-- begin --

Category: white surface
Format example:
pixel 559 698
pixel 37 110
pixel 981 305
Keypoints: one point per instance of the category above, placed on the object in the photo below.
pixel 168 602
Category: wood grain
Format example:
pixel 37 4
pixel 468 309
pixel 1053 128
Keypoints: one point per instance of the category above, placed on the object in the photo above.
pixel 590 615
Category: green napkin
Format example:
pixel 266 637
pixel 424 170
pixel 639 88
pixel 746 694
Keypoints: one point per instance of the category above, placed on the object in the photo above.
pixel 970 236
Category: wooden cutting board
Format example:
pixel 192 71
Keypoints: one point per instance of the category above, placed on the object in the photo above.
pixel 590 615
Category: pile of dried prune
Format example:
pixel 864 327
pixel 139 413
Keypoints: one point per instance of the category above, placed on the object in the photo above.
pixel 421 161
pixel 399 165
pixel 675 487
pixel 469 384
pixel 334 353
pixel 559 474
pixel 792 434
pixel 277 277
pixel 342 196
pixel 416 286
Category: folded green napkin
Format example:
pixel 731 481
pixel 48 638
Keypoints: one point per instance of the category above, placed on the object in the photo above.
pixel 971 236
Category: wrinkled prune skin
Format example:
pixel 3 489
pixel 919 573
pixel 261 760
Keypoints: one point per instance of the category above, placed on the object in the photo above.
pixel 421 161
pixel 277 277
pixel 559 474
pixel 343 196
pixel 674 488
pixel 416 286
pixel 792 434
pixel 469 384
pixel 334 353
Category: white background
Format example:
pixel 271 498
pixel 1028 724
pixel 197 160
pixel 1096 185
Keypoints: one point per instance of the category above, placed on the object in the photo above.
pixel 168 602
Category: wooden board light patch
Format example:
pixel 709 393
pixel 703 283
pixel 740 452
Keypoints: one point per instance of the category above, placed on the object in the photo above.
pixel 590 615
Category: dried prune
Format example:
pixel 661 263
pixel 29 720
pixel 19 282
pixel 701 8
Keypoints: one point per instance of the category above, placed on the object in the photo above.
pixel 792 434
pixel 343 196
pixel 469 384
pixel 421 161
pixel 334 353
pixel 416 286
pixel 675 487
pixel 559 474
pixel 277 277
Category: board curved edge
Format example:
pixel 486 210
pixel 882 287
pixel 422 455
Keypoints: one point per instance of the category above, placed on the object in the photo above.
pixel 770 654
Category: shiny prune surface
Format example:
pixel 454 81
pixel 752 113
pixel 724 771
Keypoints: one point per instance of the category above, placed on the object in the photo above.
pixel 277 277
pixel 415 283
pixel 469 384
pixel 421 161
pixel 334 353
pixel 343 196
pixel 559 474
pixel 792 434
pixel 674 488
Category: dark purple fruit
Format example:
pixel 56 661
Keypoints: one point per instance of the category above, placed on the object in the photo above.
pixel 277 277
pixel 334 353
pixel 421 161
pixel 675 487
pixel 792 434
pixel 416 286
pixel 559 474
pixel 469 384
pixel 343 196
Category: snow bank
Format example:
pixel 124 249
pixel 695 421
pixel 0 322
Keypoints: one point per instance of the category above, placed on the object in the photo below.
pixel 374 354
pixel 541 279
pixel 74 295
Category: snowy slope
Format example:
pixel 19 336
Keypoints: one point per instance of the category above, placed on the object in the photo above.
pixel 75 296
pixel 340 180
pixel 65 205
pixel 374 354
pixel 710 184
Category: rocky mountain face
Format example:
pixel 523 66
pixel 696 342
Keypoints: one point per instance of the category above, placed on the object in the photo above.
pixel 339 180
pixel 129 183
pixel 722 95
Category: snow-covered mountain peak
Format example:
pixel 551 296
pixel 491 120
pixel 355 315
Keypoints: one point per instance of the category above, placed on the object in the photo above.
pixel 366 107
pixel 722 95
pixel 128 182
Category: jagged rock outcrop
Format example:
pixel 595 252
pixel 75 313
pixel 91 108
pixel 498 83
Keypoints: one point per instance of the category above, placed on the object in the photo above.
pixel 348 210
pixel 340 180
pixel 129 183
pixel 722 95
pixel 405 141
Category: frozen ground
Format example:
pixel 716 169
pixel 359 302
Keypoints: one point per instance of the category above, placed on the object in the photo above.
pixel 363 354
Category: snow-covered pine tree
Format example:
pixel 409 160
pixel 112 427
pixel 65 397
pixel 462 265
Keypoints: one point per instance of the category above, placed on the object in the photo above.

-- end --

■ Job
Update all the material above by changing every "Keypoints" to "Points" and leaving everything else as it is.

■ Answer to this problem
Category: white surface
Format example:
pixel 559 698
pixel 37 110
pixel 981 305
Points: one point per instance of the category above, placed on the object in the photo below.
pixel 168 602
Category: wood grain
Format example:
pixel 37 4
pixel 468 309
pixel 1053 128
Points: one point per instance of the category above, placed on the object in the photo above.
pixel 590 615
Category: green napkin
Format example:
pixel 266 637
pixel 424 170
pixel 639 88
pixel 746 694
Points: one point per instance of the category above, placed on the object in the photo above.
pixel 970 236
Category: wooden cutting board
Format example:
pixel 192 71
Points: one point per instance of the category above, placed on the object in the photo above.
pixel 590 615
Category: pile of dried prune
Format example:
pixel 864 327
pixel 139 413
Points: one point per instance of the category above, placed on the object in the photo above.
pixel 421 161
pixel 399 165
pixel 675 487
pixel 469 384
pixel 334 353
pixel 559 474
pixel 792 434
pixel 277 277
pixel 342 196
pixel 416 286
Category: folded green napkin
Format example:
pixel 731 481
pixel 48 638
Points: one point per instance of the category above, placed on the object in the photo above.
pixel 971 236
Category: wrinkled prune skin
Format example:
pixel 3 489
pixel 919 573
pixel 261 760
Points: one point per instance of the category above, placed on the object in the photo above.
pixel 421 161
pixel 277 277
pixel 559 474
pixel 343 196
pixel 674 488
pixel 416 286
pixel 792 434
pixel 469 384
pixel 334 353
Category: white background
Format example:
pixel 271 498
pixel 1028 724
pixel 197 160
pixel 1096 185
Points: one point per instance of the category above, placed on the object in the photo above.
pixel 168 602
Category: wooden board light patch
Format example:
pixel 709 393
pixel 703 283
pixel 740 452
Points: one point per instance of the category above, placed on the object in the photo above.
pixel 590 615
Category: dried prune
Format example:
pixel 661 263
pixel 29 720
pixel 19 282
pixel 701 8
Points: one point per instance of the category above, placed on the object in the photo above.
pixel 792 434
pixel 343 196
pixel 469 384
pixel 421 161
pixel 334 353
pixel 416 286
pixel 675 487
pixel 559 474
pixel 277 277
Category: board curved edge
Format example:
pixel 486 210
pixel 882 287
pixel 422 455
Points: one point per instance of the category above, placed on the object in the photo above.
pixel 770 654
Category: shiny prune surface
Format example:
pixel 454 81
pixel 752 113
pixel 724 771
Points: one point per instance of the category above, placed on the object in the photo above.
pixel 277 277
pixel 415 283
pixel 469 384
pixel 421 161
pixel 334 353
pixel 343 196
pixel 559 474
pixel 792 434
pixel 674 488
Category: dark purple fruit
Format example:
pixel 56 661
Points: one point per instance of the category above, placed on the object in the photo above.
pixel 277 277
pixel 334 353
pixel 421 161
pixel 675 487
pixel 792 434
pixel 416 286
pixel 559 474
pixel 469 384
pixel 343 196
Category: snow bank
Format example:
pixel 124 249
pixel 695 421
pixel 0 322
Points: one point per instance of the category above, placed on the object in the photo below.
pixel 374 354
pixel 541 279
pixel 74 295
Category: snowy slope
Format example:
pixel 19 336
Points: one point per instance of the category above, placed on the object in the photo above.
pixel 75 296
pixel 340 180
pixel 65 205
pixel 374 354
pixel 710 184
Category: rocky mountain face
Format example:
pixel 523 66
pixel 696 342
Points: one point per instance of the category above, placed on the object in the photo above.
pixel 339 180
pixel 129 183
pixel 722 95
Category: snow-covered mountain peak
Format example:
pixel 551 296
pixel 491 120
pixel 355 315
Points: one point per instance of the category above, placed on the object in the photo above.
pixel 366 107
pixel 722 95
pixel 128 182
Category: jagged rock outcrop
Format example:
pixel 595 252
pixel 75 313
pixel 91 108
pixel 498 83
Points: one point per instance of the category above, placed on the object in the photo above.
pixel 348 210
pixel 340 180
pixel 129 183
pixel 722 95
pixel 405 141
Category: frozen ground
Format example:
pixel 716 169
pixel 359 302
Points: one point per instance of the category above, placed on the object in the photo above.
pixel 363 354
Category: snow-covered pine tree
Format example:
pixel 409 160
pixel 112 427
pixel 65 397
pixel 462 265
Points: one point per instance of the category above, placed on the object in the photo above.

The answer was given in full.